- **DATA FOR THIS EXERCISE**

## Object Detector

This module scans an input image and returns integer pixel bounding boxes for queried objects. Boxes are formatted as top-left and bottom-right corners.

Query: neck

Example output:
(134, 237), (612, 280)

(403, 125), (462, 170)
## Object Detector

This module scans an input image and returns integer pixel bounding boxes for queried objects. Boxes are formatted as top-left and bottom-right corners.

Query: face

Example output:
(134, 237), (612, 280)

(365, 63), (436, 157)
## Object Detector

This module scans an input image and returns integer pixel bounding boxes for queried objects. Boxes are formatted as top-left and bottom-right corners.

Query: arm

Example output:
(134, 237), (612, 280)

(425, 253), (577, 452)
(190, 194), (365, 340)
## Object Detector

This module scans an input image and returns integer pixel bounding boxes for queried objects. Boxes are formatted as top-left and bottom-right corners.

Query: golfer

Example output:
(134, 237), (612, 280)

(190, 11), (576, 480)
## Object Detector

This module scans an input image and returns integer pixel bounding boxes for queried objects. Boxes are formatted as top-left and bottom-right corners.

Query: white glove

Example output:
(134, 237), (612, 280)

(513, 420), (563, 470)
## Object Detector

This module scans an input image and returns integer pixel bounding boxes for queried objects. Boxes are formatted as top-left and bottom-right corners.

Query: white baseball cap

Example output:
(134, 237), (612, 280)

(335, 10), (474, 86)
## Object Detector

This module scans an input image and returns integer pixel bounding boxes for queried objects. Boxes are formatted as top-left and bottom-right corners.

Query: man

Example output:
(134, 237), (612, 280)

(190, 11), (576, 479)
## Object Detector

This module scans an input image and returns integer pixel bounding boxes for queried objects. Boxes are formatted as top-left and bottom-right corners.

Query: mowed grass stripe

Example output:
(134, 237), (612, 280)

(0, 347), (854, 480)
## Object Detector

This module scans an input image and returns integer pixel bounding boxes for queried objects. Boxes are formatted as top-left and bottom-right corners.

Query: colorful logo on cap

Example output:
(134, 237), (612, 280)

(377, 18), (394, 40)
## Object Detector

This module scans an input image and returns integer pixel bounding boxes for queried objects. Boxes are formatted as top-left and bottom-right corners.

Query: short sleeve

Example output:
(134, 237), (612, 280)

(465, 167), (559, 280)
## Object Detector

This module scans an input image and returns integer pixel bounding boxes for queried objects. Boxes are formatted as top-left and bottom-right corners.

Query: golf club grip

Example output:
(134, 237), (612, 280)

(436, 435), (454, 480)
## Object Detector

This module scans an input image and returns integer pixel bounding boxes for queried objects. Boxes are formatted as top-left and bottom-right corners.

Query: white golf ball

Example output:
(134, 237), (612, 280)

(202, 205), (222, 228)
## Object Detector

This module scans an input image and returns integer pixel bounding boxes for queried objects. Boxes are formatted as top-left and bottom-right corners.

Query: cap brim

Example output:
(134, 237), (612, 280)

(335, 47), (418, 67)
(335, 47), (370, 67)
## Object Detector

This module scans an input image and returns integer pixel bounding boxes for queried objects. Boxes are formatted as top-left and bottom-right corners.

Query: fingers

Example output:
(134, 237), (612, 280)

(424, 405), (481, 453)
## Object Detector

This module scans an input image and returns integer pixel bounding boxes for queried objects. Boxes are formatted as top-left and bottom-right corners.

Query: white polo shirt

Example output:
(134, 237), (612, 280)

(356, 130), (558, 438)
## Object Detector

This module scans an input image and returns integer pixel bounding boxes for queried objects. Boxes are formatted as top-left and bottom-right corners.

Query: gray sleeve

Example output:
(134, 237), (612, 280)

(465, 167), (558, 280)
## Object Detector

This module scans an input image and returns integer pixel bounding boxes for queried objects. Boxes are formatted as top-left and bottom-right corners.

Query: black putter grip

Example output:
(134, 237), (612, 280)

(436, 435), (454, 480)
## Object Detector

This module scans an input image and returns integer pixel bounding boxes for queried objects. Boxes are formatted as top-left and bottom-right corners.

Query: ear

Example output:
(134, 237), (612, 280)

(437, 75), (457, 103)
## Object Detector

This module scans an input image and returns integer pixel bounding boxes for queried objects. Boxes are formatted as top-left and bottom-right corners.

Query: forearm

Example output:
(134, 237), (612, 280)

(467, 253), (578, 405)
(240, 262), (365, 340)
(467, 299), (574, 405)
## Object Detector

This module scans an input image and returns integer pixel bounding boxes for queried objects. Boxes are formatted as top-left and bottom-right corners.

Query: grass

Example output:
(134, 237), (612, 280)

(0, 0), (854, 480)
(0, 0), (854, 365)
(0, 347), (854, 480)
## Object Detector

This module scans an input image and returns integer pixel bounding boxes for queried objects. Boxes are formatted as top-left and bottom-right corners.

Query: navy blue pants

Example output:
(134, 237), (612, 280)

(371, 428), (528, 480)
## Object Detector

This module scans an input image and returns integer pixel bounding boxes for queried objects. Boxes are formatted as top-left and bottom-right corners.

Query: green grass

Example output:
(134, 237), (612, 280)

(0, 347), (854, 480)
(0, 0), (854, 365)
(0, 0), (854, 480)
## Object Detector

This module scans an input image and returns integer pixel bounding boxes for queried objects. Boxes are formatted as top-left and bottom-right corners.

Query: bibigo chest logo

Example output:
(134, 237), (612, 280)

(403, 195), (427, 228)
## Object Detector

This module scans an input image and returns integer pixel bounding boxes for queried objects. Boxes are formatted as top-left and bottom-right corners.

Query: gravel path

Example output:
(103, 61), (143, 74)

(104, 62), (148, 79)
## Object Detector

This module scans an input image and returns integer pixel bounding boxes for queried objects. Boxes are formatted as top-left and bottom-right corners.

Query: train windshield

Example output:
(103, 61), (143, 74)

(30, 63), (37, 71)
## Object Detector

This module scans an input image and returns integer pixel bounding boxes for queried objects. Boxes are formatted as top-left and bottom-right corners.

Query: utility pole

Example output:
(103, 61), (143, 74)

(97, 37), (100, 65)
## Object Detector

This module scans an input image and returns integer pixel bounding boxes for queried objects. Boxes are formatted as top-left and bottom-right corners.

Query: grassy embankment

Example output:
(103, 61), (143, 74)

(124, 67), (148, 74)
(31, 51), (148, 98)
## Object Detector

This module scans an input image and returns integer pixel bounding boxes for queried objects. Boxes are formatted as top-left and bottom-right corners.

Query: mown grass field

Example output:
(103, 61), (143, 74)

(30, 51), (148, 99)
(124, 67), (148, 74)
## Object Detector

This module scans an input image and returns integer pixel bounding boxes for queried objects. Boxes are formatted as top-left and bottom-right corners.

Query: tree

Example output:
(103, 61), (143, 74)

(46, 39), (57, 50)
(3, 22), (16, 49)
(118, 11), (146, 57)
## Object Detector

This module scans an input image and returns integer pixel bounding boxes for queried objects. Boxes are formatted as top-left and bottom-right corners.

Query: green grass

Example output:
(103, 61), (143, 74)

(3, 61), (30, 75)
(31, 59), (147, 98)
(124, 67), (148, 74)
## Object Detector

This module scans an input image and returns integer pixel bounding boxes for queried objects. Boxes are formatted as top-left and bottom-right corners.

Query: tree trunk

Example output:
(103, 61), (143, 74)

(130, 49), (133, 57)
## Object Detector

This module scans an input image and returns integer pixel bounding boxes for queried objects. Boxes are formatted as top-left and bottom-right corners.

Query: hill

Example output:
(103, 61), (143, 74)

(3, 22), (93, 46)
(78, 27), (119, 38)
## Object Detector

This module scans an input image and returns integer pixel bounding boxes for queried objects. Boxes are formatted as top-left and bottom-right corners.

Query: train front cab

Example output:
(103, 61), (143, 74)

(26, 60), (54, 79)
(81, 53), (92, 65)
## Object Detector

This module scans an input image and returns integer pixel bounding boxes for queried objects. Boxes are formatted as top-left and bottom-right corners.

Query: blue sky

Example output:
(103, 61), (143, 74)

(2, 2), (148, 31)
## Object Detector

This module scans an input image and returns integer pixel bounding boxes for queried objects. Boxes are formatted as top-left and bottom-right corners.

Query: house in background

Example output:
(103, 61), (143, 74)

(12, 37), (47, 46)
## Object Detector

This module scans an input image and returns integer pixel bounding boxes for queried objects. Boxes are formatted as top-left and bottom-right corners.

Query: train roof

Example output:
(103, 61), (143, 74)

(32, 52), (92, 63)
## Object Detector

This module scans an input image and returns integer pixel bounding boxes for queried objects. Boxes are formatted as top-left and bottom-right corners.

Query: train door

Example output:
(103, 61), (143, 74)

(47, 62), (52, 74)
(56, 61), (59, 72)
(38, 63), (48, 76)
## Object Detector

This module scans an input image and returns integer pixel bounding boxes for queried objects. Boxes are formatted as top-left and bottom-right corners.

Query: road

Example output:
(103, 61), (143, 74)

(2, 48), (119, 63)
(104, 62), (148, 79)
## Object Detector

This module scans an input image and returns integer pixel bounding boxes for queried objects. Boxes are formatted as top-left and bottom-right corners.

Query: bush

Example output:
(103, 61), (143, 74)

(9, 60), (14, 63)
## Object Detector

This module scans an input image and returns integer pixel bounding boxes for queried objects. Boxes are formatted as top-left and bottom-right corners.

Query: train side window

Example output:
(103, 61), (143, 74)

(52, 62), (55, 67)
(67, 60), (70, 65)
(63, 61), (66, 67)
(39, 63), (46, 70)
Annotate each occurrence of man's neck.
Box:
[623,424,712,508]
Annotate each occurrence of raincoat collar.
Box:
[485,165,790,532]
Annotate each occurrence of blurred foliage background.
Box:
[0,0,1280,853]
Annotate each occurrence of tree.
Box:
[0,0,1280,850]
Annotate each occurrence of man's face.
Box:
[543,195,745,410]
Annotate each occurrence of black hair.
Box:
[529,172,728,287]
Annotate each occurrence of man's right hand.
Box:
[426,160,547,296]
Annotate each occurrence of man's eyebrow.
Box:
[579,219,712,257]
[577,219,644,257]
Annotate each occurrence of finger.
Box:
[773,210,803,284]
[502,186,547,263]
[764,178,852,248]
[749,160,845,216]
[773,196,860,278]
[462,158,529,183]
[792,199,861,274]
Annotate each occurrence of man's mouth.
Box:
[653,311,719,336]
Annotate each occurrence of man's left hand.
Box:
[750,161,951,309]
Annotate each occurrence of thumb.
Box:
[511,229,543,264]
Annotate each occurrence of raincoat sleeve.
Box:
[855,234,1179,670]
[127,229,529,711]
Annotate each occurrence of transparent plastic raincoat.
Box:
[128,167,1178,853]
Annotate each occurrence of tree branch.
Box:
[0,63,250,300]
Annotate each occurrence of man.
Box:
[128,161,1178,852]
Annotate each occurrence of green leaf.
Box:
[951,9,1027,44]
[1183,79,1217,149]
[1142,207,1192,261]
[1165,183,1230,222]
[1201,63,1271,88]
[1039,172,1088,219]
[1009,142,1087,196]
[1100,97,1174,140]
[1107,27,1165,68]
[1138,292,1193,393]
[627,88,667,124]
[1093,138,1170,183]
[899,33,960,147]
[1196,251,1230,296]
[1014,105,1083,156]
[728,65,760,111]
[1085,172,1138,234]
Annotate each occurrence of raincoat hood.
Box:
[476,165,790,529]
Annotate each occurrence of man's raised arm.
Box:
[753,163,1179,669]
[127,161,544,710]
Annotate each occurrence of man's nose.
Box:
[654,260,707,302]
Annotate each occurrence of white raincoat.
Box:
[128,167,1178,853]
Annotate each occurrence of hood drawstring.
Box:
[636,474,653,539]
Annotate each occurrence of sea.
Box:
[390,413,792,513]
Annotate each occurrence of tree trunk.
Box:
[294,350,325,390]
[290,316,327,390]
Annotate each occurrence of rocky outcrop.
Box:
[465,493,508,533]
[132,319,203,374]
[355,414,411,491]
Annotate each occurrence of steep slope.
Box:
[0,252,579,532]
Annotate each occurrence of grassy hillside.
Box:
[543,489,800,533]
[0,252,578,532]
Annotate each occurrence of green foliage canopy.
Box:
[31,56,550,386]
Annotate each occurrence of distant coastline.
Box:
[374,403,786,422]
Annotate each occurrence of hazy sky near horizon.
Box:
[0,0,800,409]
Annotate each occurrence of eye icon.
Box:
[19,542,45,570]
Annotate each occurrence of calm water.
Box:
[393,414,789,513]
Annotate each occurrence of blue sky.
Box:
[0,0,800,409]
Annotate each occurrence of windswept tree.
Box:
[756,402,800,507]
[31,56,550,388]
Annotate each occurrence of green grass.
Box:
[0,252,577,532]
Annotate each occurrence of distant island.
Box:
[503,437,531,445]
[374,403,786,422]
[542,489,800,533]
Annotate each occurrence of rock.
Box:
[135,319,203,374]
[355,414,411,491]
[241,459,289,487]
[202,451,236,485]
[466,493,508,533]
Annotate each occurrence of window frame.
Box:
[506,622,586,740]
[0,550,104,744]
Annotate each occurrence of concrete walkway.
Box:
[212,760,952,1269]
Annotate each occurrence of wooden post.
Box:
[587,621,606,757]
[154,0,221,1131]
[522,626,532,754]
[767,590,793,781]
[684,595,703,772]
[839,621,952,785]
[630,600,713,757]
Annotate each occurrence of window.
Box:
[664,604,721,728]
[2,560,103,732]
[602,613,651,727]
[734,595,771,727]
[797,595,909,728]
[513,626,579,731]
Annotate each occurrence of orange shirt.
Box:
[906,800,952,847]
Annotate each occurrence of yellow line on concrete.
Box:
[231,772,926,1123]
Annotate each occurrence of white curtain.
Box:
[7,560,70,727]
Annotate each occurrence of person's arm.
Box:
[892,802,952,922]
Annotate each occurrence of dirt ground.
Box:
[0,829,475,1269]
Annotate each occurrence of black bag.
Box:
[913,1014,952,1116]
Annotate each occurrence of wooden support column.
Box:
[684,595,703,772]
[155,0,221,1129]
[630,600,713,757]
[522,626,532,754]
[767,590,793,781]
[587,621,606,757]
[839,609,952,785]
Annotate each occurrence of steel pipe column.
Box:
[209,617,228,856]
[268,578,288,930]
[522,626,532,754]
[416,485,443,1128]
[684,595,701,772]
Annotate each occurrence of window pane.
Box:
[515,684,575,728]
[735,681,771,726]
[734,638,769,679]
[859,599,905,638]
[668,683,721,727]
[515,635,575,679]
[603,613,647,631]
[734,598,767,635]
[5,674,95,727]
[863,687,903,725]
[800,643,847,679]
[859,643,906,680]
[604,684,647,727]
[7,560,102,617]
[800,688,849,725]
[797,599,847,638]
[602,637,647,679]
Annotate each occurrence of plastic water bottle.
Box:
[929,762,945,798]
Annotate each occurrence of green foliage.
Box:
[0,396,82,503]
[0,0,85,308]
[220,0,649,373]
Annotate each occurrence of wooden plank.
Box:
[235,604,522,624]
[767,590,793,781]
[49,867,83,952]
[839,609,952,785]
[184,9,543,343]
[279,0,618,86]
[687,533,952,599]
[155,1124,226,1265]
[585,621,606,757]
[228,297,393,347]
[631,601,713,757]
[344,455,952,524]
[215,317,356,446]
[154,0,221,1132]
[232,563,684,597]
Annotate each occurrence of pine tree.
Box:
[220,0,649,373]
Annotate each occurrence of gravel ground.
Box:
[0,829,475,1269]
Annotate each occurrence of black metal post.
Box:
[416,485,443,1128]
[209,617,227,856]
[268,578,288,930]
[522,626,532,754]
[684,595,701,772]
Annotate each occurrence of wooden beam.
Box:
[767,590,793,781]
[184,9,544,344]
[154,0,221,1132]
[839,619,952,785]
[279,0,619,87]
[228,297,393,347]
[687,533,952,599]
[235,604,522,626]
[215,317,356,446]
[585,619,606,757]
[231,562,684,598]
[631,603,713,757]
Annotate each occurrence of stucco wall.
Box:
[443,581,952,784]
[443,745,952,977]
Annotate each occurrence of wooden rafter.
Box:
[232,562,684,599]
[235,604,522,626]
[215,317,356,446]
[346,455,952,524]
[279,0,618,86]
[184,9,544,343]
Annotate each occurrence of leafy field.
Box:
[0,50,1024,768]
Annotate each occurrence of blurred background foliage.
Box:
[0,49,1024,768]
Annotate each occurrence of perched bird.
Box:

- **TASK**
Recast the entries as a Markdown table with the columns Row and Line, starting at the line containing "Annotate each occurrence of tree trunk." and ending at the line containing "[231,772,926,1123]", with both of those lines included. Number the rows and leave out blank lines.

- **SOLUTION TO THIS TASK**
| Row | Line |
|---|---|
| 1 | Annotate each occurrence of tree trunk. |
| 2 | Box: |
| 3 | [294,350,325,390] |
| 4 | [290,316,327,390] |
| 5 | Annotate each occurrence of rocky outcrop. |
| 6 | Box: |
| 7 | [465,493,508,533] |
| 8 | [132,319,203,374] |
| 9 | [355,414,411,491] |
| 10 | Annotate each occurrence of steep slope. |
| 11 | Box: |
| 12 | [0,252,579,532] |
| 13 | Annotate each occurrence of grassy hillside. |
| 14 | Box: |
| 15 | [543,489,800,533] |
| 16 | [0,252,578,532] |
| 17 | Annotate each occurrence of green foliage canopy. |
| 18 | Box: |
| 19 | [31,56,550,386] |
| 20 | Annotate each occurrence of distant coastline. |
| 21 | Box: |
| 22 | [374,403,786,422] |
| 23 | Annotate each occurrence of hazy sky near horizon. |
| 24 | Box: |
| 25 | [0,0,800,409] |
| 26 | Annotate each occurrence of eye icon. |
| 27 | Box: |
| 28 | [19,542,45,570] |
| 29 | Annotate each occurrence of calm water. |
| 30 | Box: |
| 31 | [393,414,789,513] |
| 32 | Annotate each occurrence of blue sky. |
| 33 | Box: |
| 34 | [0,0,800,409] |
| 35 | Annotate each occurrence of windswept tree. |
| 36 | Box: |
| 37 | [756,402,800,507] |
| 38 | [31,56,550,388] |
| 39 | Annotate each occurrence of green grass. |
| 40 | Box: |
| 41 | [0,252,577,532] |
| 42 | Annotate each occurrence of distant island. |
| 43 | Box: |
| 44 | [503,437,531,445] |
| 45 | [374,403,786,422] |
| 46 | [542,489,800,533] |
| 47 | Annotate each occurrence of rock. |
| 48 | Box: |
| 49 | [135,319,203,374] |
| 50 | [355,414,411,491] |
| 51 | [241,459,289,487] |
| 52 | [202,451,236,485] |
| 53 | [466,493,508,533] |
| 54 | Annotate each occurrence of window frame. |
| 55 | Box: |
| 56 | [506,622,586,740] |
| 57 | [0,550,104,744] |
| 58 | Annotate each occurrence of concrete walkway. |
| 59 | Box: |
| 60 | [212,760,952,1269] |
| 61 | Annotate each occurrence of wooden post. |
| 62 | Box: |
| 63 | [587,621,606,757] |
| 64 | [154,0,221,1131] |
| 65 | [522,626,532,754] |
| 66 | [767,590,793,781] |
| 67 | [684,595,703,772] |
| 68 | [839,621,952,785] |
| 69 | [630,600,713,757] |
| 70 | Annotate each occurrence of window. |
| 71 | Box: |
| 72 | [664,604,721,728] |
| 73 | [2,560,103,732] |
| 74 | [602,613,651,727] |
| 75 | [734,595,771,727] |
| 76 | [797,595,909,728] |
| 77 | [513,626,579,731] |
| 78 | Annotate each occurrence of orange shirt. |
| 79 | Box: |
| 80 | [906,800,952,847] |
| 81 | Annotate each occurrence of yellow line on concrete. |
| 82 | Box: |
| 83 | [231,772,926,1123] |